- EXERCISE DETAILS
Everything from the line containing "Annotate the yellow" to the last line of the records must be returned verbatim; nothing else belongs in the output.

** Start of DATASET RECORDS **

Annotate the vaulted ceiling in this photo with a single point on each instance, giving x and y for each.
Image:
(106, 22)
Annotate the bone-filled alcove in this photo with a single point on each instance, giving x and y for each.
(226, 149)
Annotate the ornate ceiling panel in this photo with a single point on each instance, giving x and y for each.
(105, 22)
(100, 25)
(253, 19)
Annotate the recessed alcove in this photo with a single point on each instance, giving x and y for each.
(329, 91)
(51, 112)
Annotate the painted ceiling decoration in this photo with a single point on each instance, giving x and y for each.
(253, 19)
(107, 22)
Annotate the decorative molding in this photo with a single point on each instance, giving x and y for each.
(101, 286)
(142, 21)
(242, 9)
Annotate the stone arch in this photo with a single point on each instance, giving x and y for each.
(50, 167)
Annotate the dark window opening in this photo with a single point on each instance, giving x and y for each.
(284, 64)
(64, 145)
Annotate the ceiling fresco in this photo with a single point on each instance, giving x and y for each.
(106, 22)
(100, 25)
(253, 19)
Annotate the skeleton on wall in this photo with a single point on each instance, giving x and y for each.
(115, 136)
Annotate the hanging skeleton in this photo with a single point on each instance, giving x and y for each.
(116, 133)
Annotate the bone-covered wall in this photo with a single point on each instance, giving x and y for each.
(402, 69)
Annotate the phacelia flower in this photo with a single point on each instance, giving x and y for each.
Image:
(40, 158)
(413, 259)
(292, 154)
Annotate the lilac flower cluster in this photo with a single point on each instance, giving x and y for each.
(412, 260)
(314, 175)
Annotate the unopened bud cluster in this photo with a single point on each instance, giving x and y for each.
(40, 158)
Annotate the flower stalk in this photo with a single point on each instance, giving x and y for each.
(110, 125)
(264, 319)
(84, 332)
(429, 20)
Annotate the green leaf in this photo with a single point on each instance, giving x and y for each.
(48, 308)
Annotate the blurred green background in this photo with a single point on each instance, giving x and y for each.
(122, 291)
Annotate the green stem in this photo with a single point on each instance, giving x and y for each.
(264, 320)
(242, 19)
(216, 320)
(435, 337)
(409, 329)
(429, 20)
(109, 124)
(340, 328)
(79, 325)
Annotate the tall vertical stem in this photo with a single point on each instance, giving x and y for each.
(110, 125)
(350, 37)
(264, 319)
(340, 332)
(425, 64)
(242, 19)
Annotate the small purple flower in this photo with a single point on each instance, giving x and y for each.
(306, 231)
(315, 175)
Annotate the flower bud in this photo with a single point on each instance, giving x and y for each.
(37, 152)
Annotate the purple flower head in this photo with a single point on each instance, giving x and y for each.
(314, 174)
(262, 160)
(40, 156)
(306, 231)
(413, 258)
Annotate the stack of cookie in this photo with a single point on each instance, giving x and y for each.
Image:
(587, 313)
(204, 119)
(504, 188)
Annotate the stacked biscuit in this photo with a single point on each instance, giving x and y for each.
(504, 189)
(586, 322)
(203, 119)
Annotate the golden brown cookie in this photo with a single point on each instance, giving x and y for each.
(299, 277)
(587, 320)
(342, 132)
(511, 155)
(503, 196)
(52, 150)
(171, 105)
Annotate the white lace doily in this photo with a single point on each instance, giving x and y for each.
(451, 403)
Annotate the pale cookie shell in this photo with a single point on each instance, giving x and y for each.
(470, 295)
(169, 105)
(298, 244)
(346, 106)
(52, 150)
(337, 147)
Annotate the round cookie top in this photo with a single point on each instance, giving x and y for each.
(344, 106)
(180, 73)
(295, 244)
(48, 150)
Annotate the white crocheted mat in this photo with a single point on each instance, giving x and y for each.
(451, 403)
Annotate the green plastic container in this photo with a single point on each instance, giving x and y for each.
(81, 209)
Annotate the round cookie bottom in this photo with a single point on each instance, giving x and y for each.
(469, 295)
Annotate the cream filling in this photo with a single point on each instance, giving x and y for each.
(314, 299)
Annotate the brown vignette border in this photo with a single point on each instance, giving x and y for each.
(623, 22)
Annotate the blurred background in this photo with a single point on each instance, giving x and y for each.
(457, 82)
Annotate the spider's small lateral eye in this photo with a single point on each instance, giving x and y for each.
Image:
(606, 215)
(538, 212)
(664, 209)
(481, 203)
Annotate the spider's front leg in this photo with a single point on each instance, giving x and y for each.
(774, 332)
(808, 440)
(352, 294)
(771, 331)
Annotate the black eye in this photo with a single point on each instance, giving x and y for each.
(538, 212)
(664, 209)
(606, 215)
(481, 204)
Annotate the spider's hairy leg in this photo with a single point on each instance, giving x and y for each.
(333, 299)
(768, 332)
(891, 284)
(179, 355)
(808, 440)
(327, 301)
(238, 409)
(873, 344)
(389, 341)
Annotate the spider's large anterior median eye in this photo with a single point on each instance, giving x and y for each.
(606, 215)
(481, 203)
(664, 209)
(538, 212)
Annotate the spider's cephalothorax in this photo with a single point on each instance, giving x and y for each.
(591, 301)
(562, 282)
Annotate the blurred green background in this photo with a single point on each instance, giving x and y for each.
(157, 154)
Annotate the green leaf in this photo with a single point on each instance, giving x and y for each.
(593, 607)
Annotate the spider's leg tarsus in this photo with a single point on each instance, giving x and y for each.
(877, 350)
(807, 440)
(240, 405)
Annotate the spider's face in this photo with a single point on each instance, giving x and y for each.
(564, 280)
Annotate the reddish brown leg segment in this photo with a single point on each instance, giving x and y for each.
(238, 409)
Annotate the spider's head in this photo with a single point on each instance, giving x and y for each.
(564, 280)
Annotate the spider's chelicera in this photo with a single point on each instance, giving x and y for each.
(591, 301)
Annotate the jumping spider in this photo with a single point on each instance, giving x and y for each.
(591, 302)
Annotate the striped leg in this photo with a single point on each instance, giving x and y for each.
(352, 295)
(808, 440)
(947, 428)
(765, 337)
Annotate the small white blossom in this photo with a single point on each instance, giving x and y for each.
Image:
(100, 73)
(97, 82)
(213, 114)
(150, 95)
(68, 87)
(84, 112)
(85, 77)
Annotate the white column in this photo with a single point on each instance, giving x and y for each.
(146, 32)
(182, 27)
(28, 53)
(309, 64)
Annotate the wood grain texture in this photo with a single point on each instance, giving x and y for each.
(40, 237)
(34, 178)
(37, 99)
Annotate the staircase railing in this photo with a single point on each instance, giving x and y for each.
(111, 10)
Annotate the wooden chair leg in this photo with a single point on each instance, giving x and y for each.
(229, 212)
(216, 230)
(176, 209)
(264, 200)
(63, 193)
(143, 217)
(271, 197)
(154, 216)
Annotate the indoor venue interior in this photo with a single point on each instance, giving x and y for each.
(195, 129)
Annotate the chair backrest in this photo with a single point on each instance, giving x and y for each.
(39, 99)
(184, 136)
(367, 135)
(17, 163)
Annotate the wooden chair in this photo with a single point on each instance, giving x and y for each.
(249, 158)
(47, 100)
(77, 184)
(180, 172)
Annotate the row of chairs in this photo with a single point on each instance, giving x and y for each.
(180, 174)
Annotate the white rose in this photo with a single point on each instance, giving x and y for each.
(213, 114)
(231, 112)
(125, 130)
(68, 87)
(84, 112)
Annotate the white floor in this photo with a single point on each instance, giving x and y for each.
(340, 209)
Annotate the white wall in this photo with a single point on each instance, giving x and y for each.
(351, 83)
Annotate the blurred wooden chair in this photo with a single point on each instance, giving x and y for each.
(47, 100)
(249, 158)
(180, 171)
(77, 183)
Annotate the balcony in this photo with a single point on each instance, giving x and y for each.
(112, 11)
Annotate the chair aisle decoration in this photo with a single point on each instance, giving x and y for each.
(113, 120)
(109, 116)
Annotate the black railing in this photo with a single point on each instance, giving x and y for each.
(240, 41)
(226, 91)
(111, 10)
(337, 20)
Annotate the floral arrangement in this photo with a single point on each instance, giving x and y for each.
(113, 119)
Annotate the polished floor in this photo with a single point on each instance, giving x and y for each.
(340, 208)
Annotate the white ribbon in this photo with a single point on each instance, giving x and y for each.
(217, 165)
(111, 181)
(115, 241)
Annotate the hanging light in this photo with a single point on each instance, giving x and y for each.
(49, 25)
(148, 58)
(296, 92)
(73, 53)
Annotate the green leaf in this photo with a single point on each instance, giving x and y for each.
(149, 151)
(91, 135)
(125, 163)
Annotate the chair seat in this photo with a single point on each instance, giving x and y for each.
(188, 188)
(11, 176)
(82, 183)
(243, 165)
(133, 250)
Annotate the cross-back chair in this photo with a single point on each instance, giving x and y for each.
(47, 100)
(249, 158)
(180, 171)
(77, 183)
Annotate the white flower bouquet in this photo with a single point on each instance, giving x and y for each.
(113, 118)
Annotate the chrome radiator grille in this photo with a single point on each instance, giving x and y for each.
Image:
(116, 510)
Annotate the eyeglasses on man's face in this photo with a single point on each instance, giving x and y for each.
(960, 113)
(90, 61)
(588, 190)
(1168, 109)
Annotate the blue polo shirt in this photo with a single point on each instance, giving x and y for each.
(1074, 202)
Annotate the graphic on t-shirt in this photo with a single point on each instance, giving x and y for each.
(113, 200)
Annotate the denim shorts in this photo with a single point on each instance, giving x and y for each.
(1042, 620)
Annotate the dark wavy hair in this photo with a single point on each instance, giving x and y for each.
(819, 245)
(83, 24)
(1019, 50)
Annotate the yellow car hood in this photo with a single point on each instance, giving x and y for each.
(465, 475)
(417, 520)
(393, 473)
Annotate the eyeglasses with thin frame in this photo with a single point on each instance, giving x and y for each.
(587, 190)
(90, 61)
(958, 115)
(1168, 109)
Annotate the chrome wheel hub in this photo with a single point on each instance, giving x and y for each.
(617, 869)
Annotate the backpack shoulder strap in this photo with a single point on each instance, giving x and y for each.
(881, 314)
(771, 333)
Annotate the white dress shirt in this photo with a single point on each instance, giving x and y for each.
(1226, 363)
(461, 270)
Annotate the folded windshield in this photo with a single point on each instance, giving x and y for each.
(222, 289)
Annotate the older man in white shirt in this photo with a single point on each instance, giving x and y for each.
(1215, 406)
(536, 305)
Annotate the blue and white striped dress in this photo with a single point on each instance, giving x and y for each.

** End of DATASET RECORDS **

- EXPECTED OUTPUT
Annotate the yellow car hood in this photo with a single point on each instance, giving x and y for each.
(465, 475)
(417, 520)
(393, 473)
Annotate the eyeglasses with thin frame in this photo with a single point on each instance, giving x and y for each.
(587, 190)
(90, 61)
(958, 115)
(1168, 109)
Annotate the chrome wheel hub in this photo with a single point on each instance, giving x and y for each.
(617, 869)
Annotate the backpack shoulder strap in this photo with a single point on each instance, giving x and y for each.
(881, 314)
(771, 333)
Annotate the white dress shirt in this photo with a single point on each instance, giving x and y for each.
(1226, 363)
(461, 270)
Annotate the folded windshield in this photo with a single point on each instance, giving x and y for each.
(222, 289)
Annotate the older man in white shirt in this photo with a single point on each instance, giving x and y for each.
(1215, 406)
(536, 305)
Annotate the blue and white striped dress in this photo with a single point on each instance, giving x and y for each.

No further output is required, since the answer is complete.